- Extracted text
— START —

Personal information
- Nickname: Pippo
- Nationality: Italian
- Born: 20 January 1996 (age 30) Contigliano
- Height: 187 cm (6 ft 2 in)
- Weight: 127 kg (280 lb)

Sport
- Country: Italy
- Sport: Athletics
- Event: Shot put
- Club: G.S. Fiamme Oro
- Coached by: Paolo Dal Soglio

Achievements and titles
- Personal bests: Shot put outdoor 20.41 m (2022); Shot put indoor: 19.52 m (2017);

Medal record
European U23 Championships
| Bronze medal – third place | 2017 Bydgoszcz | Shot put |
European Junior Championships
| Bronze medal – third place | 2015 Eskilstuna | Shot put |

= Sebastiano Bianchetti =

Italian shot putter

Sebastiano Bianchetti (born 20 January 1996) is an Italian male shot putter.

— END —

Pointing entries
— START —

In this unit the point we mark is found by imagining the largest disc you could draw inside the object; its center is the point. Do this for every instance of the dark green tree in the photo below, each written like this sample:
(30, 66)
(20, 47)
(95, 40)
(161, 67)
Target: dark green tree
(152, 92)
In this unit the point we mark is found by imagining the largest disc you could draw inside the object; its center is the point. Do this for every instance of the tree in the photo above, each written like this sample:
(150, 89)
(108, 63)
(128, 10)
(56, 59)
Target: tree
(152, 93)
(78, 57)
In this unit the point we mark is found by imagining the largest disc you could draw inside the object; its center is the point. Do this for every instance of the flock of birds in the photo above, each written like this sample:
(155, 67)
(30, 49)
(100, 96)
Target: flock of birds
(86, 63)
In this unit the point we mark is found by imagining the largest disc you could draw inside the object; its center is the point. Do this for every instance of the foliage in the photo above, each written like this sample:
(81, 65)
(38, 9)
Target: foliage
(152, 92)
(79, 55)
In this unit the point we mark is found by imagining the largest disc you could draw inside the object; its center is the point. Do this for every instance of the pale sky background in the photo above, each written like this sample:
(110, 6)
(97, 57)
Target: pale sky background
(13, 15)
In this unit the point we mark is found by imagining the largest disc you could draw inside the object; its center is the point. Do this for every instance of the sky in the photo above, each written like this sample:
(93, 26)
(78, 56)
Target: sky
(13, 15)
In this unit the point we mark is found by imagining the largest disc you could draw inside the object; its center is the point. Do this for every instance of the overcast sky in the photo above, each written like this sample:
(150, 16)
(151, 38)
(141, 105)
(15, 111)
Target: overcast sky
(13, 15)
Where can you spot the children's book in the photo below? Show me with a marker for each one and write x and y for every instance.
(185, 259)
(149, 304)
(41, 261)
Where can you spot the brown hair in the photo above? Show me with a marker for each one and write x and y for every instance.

— END —
— START —

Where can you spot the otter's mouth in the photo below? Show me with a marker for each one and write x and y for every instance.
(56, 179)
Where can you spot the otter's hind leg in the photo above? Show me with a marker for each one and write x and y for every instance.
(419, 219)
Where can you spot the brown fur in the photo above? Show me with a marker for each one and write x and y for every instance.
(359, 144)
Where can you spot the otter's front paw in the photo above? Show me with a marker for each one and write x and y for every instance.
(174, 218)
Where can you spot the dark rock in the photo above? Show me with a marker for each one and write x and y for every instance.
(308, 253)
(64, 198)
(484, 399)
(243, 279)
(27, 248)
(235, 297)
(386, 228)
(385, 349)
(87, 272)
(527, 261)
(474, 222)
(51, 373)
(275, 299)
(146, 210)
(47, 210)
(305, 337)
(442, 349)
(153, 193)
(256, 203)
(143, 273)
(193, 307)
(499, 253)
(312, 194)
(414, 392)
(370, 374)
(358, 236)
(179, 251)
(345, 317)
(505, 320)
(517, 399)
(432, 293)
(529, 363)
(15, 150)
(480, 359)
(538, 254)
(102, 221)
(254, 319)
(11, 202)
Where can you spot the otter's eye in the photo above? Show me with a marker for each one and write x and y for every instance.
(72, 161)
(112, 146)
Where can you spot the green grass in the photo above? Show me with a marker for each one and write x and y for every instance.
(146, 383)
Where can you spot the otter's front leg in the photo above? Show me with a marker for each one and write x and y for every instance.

— END —

- Task requirements
[1] Summarize the profile of Sebastiano Bianchetti in two sentences.
[2] Rewrite the entries in the stretch from the line containing "of the overcast" through the line containing "Where can you spot the brown hair", replacing "instance" with "occurrence" and changing nothing else.
The entries have no connection to the profile of Sebastiano Bianchetti.

- Expected responses
[1] Sebastiano Bianchetti, born 20 January 1996 in Contigliano, is an Italian shot putter who competes for G.S. Fiamme Oro and is coached by Paolo Dal Soglio. He won bronze medals at the 2015 European Junior Championships in Eskilstuna and the 2017 European U23 Championships in Bydgoszcz, and his personal bests are 20.41 m outdoors and 19.52 m indoors.

[2]
In this unit the point we mark is found by imagining the largest disc you could draw inside the object; its center is the point. Do this for every occurrence of the overcast sky in the photo above, each written like this sample:
(150, 16)
(151, 38)
(141, 105)
(15, 111)
Target: overcast sky
(13, 15)
Where can you spot the children's book in the photo below? Show me with a marker for each one and write x and y for every occurrence.
(185, 259)
(149, 304)
(41, 261)
Where can you spot the brown hair in the photo above? Show me with a marker for each one and write x and y for every occurrence.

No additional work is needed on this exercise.